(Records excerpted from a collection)
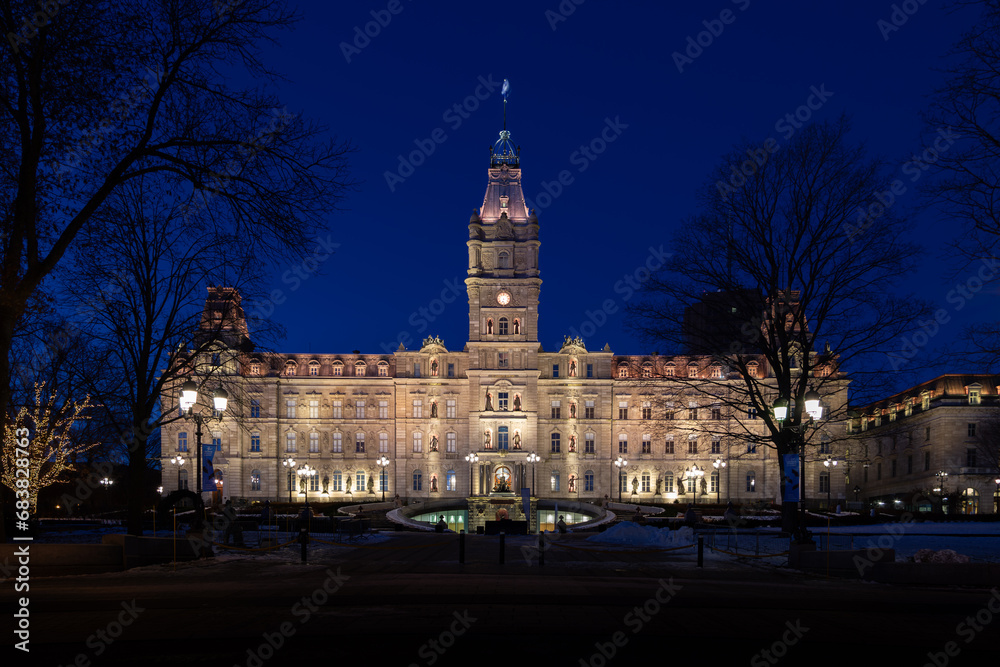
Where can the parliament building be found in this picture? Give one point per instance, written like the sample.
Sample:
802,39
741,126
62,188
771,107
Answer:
493,415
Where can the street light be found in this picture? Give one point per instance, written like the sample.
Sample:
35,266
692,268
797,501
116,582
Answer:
306,473
829,478
289,463
718,463
189,396
472,458
697,473
796,425
621,463
382,462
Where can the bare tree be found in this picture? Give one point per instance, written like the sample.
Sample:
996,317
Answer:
963,139
784,283
108,92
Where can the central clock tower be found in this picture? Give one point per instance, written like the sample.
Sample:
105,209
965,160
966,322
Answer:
503,282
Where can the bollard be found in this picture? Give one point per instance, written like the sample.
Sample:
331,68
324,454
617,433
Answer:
303,540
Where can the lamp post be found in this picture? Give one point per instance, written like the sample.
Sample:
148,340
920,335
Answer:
828,463
189,396
472,458
382,462
796,425
719,463
289,463
620,463
178,461
306,473
697,474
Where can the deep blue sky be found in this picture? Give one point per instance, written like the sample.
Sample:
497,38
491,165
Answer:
400,248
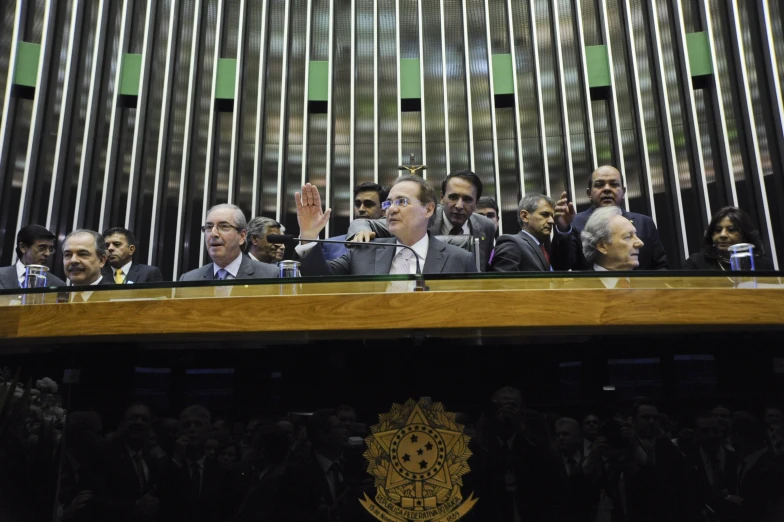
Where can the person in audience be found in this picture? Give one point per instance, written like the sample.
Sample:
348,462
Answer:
410,204
120,247
610,241
225,232
130,471
715,468
368,197
258,246
84,255
34,246
316,490
605,188
455,215
487,207
193,488
531,250
729,226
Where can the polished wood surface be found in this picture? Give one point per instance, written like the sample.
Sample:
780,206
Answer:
366,308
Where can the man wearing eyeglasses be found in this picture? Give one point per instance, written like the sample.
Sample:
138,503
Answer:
455,215
34,246
409,206
225,231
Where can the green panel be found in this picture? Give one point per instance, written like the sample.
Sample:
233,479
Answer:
131,74
699,54
318,81
598,66
503,83
27,57
410,88
227,76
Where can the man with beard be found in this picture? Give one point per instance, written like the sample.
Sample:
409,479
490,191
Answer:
193,487
34,246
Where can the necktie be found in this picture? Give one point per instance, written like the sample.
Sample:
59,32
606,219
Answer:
546,254
401,264
140,477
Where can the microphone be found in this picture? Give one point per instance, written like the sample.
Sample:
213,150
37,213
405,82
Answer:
288,240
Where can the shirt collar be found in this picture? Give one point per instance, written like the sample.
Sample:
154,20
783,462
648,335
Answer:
446,226
420,247
20,269
323,461
233,268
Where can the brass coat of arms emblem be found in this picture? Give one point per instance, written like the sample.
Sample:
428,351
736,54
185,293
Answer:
417,455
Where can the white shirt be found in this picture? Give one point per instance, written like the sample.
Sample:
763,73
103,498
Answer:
132,453
326,465
232,268
126,268
420,247
20,272
447,226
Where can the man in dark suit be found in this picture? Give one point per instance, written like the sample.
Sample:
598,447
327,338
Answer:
368,197
410,204
455,215
605,188
34,246
225,233
120,247
193,488
528,250
129,471
316,489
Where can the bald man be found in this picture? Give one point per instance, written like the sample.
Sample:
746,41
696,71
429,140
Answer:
605,188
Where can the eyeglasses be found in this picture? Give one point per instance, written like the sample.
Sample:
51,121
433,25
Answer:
49,249
398,202
222,227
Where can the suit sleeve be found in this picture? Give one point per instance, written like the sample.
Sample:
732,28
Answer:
379,226
314,264
507,255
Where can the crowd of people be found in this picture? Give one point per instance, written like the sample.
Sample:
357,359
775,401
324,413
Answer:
629,464
453,233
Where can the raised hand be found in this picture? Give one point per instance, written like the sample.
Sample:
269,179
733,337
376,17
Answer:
310,216
564,212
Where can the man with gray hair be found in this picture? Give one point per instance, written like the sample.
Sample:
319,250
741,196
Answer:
530,249
225,234
84,255
610,241
258,246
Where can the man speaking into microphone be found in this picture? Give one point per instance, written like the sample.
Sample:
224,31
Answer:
408,207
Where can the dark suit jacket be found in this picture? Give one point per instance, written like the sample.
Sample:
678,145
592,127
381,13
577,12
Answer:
137,274
250,268
9,281
334,251
652,254
173,492
520,253
366,260
478,225
703,261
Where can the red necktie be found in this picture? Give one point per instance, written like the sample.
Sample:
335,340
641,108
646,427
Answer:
546,255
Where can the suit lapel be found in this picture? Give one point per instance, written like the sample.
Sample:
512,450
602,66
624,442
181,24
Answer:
436,257
537,250
383,259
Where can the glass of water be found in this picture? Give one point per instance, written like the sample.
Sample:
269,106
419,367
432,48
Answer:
742,256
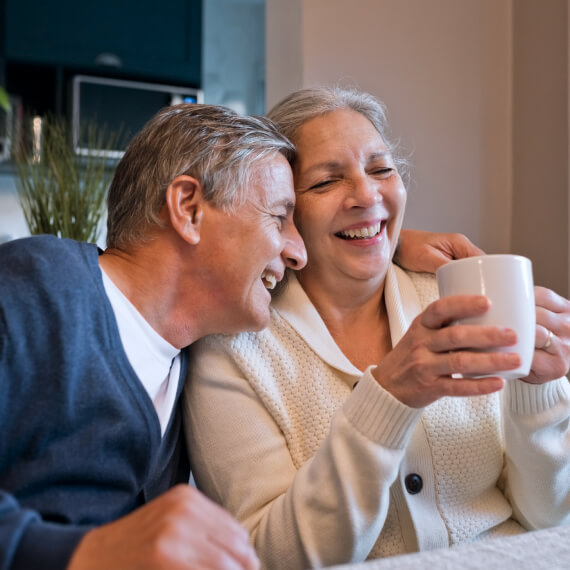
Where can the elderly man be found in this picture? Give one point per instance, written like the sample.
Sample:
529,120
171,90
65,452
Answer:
92,346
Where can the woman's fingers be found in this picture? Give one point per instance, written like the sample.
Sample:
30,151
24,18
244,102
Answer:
552,354
445,311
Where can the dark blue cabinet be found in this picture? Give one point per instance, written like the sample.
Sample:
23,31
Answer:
45,43
132,38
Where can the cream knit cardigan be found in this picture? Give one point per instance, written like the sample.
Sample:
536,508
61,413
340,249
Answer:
310,453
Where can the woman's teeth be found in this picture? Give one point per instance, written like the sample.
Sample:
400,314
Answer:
361,233
269,280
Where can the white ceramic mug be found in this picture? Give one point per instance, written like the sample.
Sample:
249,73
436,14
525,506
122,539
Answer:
507,281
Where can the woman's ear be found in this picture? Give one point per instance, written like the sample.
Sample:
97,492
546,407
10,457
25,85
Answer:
185,204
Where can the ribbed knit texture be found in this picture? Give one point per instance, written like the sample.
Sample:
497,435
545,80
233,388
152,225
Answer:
302,392
327,484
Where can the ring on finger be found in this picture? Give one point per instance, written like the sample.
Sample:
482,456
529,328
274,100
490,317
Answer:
548,341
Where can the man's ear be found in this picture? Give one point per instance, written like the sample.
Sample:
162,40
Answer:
185,204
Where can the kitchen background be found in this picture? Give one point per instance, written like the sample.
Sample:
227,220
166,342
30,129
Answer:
477,92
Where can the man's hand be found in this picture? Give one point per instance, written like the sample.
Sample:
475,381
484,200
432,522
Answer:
181,529
426,251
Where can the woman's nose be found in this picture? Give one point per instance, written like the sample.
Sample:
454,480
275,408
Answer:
294,253
365,193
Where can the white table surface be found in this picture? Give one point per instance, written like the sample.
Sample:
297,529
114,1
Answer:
538,550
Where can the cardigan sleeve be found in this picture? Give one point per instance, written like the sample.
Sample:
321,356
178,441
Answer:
537,448
330,510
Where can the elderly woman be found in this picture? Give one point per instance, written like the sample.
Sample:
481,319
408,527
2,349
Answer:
339,433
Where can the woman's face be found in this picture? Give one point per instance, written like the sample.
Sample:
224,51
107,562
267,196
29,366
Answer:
350,198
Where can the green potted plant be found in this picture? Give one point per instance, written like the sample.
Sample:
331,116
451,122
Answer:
60,192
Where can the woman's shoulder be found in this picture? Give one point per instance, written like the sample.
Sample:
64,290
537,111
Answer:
425,285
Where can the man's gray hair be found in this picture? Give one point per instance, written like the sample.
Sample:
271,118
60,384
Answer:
301,106
215,145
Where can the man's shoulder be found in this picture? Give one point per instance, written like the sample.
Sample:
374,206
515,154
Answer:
44,254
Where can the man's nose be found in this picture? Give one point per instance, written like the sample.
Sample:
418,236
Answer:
294,252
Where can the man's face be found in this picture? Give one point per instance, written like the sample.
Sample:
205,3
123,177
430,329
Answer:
250,247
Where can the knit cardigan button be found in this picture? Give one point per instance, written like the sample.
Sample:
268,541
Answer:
414,483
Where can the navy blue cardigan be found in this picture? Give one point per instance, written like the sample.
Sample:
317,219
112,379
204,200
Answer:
80,441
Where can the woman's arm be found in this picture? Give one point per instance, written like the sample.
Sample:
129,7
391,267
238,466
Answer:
426,251
331,509
537,422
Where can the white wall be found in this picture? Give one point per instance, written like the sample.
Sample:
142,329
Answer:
12,221
445,69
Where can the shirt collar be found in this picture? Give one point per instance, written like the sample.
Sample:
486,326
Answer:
402,304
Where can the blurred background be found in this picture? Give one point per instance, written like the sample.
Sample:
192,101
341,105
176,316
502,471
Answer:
477,91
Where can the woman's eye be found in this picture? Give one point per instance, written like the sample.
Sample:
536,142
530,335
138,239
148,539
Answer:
383,172
320,185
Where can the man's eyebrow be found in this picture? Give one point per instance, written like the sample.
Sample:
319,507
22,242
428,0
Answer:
286,203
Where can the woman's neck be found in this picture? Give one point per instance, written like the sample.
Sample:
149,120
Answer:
355,315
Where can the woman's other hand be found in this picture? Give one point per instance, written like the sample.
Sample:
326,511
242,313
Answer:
420,368
552,353
426,251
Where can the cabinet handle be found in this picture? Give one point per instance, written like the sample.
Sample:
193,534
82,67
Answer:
108,60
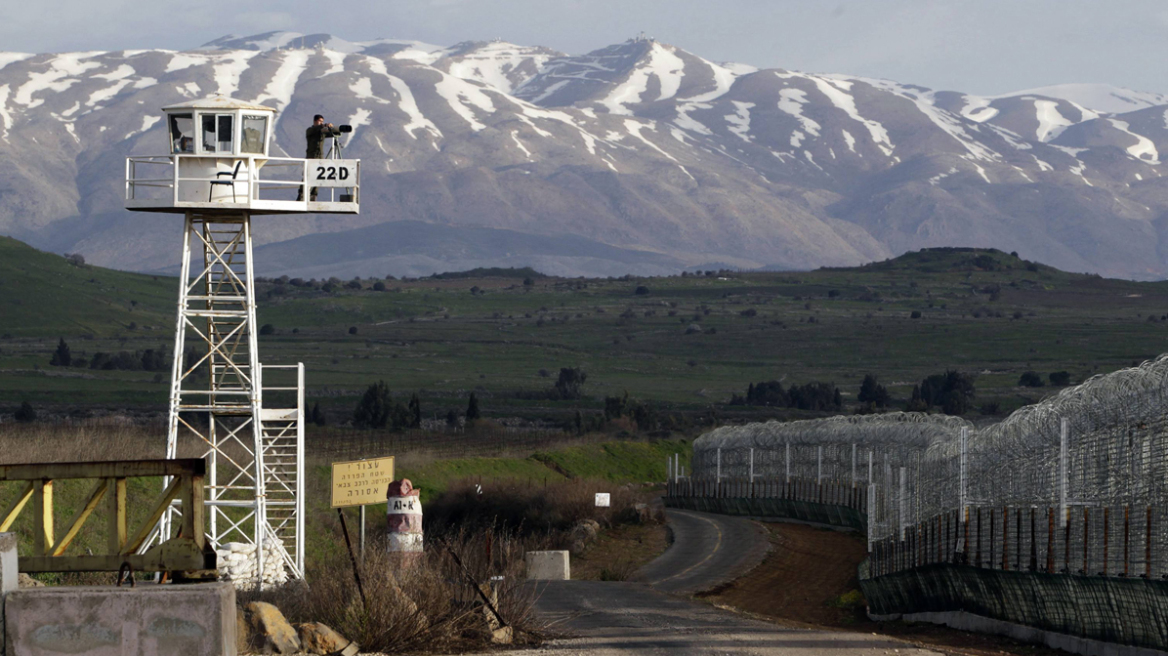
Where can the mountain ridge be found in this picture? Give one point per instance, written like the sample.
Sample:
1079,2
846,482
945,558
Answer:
640,146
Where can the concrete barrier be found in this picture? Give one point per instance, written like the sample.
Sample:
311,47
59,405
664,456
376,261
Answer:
547,566
8,576
148,620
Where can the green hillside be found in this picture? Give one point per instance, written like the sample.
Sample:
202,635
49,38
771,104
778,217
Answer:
46,294
680,344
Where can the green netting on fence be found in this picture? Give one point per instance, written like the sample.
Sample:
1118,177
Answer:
1126,611
778,508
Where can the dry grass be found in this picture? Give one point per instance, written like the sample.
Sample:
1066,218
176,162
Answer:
428,608
527,509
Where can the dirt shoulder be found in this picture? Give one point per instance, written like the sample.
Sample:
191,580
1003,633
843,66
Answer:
619,551
808,580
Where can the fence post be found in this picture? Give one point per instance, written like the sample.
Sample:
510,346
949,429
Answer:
752,473
1063,438
901,503
717,477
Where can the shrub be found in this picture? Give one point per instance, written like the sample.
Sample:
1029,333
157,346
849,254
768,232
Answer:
871,391
25,413
952,391
421,609
568,385
61,357
1030,379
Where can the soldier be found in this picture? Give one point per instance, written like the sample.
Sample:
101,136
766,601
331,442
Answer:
315,135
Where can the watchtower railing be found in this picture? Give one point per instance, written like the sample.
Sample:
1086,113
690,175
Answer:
262,185
186,552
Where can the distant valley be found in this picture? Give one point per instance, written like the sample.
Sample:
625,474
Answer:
638,158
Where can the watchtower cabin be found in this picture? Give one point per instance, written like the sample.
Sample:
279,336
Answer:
247,418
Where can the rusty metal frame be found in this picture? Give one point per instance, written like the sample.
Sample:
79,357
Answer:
186,552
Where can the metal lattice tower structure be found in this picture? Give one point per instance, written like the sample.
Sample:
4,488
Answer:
254,446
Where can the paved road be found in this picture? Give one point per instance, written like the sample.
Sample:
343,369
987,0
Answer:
616,619
707,551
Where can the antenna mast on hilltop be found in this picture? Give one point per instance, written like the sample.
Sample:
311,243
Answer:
254,445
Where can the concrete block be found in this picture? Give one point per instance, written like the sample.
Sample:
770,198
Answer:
547,566
9,577
148,620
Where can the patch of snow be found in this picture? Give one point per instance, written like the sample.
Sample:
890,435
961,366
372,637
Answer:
147,123
180,61
1010,137
1050,123
551,89
60,76
459,93
119,72
1098,97
934,180
662,63
360,117
739,69
229,69
410,106
792,100
634,128
283,83
1042,166
849,140
978,110
110,91
521,146
5,116
1144,148
723,79
950,123
687,121
335,62
836,91
421,53
492,62
739,120
12,58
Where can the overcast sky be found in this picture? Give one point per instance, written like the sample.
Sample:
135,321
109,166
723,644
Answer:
984,47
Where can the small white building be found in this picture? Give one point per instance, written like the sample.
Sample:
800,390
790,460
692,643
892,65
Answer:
219,159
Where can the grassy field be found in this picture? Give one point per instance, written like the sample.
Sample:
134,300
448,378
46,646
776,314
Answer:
609,463
685,343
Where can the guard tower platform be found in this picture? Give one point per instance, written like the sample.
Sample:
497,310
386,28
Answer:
220,160
245,417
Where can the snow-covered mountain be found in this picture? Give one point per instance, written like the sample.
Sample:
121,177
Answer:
634,158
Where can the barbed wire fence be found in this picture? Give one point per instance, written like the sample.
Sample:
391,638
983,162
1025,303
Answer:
1072,484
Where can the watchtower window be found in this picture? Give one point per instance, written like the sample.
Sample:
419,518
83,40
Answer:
217,133
182,133
252,138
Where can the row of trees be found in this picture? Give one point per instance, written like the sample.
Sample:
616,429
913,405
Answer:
150,360
811,396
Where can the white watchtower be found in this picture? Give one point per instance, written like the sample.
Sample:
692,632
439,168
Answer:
219,173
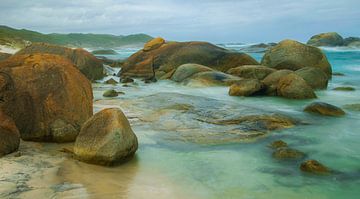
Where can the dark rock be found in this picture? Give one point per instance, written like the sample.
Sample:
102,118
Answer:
315,167
111,93
322,108
314,77
251,71
246,87
288,153
344,88
326,39
278,144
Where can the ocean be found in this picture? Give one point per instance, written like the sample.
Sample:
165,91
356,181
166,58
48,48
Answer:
247,169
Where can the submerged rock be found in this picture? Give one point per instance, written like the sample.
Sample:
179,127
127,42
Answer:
352,107
111,81
126,80
278,144
271,81
322,108
294,87
210,78
171,55
326,39
4,56
288,153
293,55
246,87
195,119
39,89
111,93
314,77
153,44
344,88
251,71
106,138
313,166
87,63
9,135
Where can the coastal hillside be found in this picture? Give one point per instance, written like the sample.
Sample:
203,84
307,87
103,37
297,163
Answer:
18,38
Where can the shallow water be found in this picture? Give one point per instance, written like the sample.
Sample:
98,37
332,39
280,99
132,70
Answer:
247,170
173,168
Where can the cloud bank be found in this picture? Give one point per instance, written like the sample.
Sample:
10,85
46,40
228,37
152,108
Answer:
210,20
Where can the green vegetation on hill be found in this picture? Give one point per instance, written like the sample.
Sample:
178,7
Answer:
15,37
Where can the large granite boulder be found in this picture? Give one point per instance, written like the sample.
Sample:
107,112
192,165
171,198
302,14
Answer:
251,71
246,87
42,91
326,39
106,138
293,86
314,77
293,55
322,108
9,135
271,81
4,56
87,63
153,44
170,55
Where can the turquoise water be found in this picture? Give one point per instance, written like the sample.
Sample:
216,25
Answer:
247,170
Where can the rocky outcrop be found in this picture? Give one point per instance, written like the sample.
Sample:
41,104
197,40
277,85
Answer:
247,87
293,55
271,81
89,65
326,39
9,135
4,56
106,138
197,75
187,70
315,167
294,87
153,44
170,55
251,71
314,77
322,108
41,91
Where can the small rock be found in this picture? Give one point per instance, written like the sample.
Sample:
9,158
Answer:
288,153
326,109
111,81
106,138
352,107
338,74
278,144
110,93
294,87
313,166
126,80
344,88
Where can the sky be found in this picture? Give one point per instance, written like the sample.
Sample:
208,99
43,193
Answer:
184,20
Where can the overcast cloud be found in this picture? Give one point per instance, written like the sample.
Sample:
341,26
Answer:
210,20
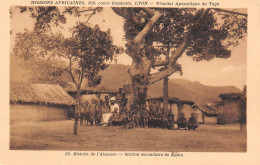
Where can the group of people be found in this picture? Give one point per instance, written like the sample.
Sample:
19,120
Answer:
114,111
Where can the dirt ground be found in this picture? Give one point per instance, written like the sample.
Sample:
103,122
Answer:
58,135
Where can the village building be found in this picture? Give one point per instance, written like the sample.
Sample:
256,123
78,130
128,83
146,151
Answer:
230,107
39,102
209,114
89,93
204,114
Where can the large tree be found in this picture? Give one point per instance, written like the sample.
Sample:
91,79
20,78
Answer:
158,37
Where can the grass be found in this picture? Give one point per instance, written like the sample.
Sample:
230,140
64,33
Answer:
58,135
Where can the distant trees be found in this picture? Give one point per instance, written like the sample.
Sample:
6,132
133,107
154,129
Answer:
82,55
158,37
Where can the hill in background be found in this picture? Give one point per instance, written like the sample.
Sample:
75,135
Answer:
115,76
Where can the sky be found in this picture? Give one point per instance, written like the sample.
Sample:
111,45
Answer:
218,72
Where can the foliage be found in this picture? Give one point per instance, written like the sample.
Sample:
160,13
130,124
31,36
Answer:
210,38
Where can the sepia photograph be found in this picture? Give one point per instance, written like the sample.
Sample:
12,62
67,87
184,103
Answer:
145,79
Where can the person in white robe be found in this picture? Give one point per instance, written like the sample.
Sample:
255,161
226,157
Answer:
114,108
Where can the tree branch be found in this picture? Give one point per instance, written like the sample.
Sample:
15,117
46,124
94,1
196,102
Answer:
176,55
127,14
45,12
70,71
230,11
148,27
149,11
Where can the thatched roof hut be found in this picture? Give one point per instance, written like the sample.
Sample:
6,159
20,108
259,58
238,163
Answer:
230,96
90,90
48,94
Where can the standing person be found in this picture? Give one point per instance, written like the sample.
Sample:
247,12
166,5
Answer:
86,113
92,112
114,108
192,122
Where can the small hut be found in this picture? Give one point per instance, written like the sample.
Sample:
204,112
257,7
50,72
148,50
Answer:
39,102
209,114
231,106
177,106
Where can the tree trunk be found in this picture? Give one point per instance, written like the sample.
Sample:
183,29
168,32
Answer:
77,112
165,94
139,74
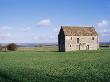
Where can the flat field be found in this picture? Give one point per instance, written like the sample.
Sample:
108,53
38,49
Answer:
49,65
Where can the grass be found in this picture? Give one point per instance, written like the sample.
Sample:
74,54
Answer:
52,66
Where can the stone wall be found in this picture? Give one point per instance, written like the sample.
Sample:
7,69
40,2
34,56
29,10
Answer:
85,43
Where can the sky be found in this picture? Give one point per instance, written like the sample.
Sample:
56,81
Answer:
39,21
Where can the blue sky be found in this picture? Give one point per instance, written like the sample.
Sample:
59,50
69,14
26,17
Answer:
38,21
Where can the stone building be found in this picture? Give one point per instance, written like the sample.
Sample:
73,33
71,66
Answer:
72,38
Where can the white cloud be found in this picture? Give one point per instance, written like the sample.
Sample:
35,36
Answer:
103,23
26,29
56,30
44,22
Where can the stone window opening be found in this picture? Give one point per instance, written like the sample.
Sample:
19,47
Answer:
92,38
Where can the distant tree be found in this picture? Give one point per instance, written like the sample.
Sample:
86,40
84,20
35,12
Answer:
12,47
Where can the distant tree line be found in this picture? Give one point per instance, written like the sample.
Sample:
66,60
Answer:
9,47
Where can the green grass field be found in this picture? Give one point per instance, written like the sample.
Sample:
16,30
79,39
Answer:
52,66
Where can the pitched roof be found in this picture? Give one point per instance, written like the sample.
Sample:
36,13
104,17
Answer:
79,31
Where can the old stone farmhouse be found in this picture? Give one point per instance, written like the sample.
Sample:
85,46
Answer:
77,38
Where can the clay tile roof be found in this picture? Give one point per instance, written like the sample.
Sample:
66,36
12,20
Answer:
79,31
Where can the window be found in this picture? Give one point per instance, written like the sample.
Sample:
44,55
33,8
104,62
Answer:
92,38
77,40
71,38
70,45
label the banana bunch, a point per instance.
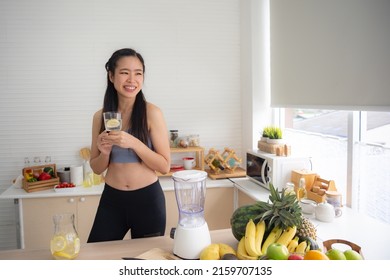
(216, 251)
(249, 247)
(254, 243)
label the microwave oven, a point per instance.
(265, 168)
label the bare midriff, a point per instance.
(129, 176)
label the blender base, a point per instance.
(189, 242)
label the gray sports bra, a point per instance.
(125, 155)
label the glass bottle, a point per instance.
(65, 243)
(301, 189)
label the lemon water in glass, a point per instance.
(112, 121)
(65, 243)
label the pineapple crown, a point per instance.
(281, 210)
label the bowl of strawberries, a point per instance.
(64, 187)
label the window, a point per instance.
(323, 135)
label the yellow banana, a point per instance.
(241, 251)
(271, 238)
(287, 235)
(250, 239)
(307, 246)
(293, 244)
(260, 230)
(301, 248)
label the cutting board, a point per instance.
(239, 172)
(157, 254)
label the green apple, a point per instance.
(277, 251)
(335, 254)
(352, 255)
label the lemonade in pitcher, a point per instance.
(65, 243)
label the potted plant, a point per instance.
(275, 135)
(266, 133)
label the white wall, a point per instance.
(52, 77)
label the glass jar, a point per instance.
(174, 134)
(65, 243)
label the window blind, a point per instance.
(330, 54)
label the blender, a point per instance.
(192, 234)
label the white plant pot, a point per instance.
(275, 141)
(264, 139)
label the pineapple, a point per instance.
(281, 210)
(307, 229)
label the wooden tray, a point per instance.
(238, 172)
(40, 185)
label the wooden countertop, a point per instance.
(115, 250)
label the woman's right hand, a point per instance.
(103, 145)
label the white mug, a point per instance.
(189, 163)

Assignment:
Work out how many lines in the records above hold the string "large", then give only that count.

Solved exercise:
2